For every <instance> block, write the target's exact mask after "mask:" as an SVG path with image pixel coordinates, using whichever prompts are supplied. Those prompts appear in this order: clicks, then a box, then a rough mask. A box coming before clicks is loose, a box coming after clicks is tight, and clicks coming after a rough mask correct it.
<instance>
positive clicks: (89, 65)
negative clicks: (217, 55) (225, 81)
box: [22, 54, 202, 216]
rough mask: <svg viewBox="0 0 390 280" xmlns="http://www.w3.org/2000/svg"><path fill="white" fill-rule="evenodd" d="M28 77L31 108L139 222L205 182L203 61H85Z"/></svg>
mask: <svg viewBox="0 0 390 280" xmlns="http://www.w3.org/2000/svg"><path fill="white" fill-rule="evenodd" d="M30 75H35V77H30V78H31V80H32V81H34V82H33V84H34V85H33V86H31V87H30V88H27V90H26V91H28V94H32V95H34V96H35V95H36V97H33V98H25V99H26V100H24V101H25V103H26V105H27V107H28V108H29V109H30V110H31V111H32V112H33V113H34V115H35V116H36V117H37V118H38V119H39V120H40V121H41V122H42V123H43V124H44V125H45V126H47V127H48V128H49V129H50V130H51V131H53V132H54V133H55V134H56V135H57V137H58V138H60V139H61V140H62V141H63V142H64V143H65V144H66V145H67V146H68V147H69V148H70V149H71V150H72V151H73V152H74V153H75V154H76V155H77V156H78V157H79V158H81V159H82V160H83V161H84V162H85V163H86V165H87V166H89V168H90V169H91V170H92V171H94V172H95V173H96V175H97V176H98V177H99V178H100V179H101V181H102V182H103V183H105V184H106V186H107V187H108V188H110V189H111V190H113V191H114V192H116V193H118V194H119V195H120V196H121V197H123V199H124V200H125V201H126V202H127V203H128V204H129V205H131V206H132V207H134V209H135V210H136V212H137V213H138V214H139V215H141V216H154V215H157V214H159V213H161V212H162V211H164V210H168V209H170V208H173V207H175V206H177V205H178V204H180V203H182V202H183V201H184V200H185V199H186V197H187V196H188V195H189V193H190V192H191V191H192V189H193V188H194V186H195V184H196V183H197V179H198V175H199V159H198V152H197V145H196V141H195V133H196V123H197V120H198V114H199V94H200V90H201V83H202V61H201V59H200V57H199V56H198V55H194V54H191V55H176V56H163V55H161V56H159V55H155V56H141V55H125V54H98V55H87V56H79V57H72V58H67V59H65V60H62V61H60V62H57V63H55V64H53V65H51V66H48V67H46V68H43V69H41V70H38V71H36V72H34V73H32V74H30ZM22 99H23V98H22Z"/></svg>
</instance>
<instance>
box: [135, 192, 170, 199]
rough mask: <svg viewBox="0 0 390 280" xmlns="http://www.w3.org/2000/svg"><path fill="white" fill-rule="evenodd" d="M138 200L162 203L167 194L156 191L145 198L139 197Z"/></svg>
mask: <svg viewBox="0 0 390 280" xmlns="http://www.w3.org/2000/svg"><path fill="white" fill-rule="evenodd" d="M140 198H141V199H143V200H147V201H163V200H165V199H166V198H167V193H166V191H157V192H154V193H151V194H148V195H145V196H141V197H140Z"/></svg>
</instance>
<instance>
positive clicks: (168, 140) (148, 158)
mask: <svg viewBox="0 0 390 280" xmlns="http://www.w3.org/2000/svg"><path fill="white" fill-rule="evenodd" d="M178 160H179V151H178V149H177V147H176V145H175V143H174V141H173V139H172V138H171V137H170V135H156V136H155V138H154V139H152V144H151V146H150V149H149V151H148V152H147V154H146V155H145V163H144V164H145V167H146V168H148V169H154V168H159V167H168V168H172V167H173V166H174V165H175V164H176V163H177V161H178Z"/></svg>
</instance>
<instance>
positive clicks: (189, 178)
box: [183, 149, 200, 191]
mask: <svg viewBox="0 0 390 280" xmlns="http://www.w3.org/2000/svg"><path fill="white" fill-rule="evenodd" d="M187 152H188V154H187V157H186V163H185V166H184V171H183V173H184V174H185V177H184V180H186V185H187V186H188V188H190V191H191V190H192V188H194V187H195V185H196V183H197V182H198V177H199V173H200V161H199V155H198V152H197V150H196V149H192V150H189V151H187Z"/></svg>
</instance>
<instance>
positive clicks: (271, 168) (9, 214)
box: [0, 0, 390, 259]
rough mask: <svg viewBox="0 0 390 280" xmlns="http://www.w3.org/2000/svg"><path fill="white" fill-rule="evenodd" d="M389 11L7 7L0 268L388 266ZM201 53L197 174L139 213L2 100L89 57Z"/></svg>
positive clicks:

_____

TASK PROMPT. Only the lines from the first line of the material above through the line that contains "box: [22, 54, 202, 216]" should be quoted, each one exactly.

RESULT BELOW.
For every <instance> block, write the target's exact mask after "mask:" as an SVG path with image pixel coordinates, using whichever prompts are supplied. Those prompts appear in this order: clicks, then a box, then a rough mask. A box coming before clicks is loose, a box coming after clicks is tight, and clicks coming after a rough mask correct it.
<instance>
positive clicks: (89, 65)
negative clicks: (217, 55) (225, 81)
box: [22, 54, 202, 216]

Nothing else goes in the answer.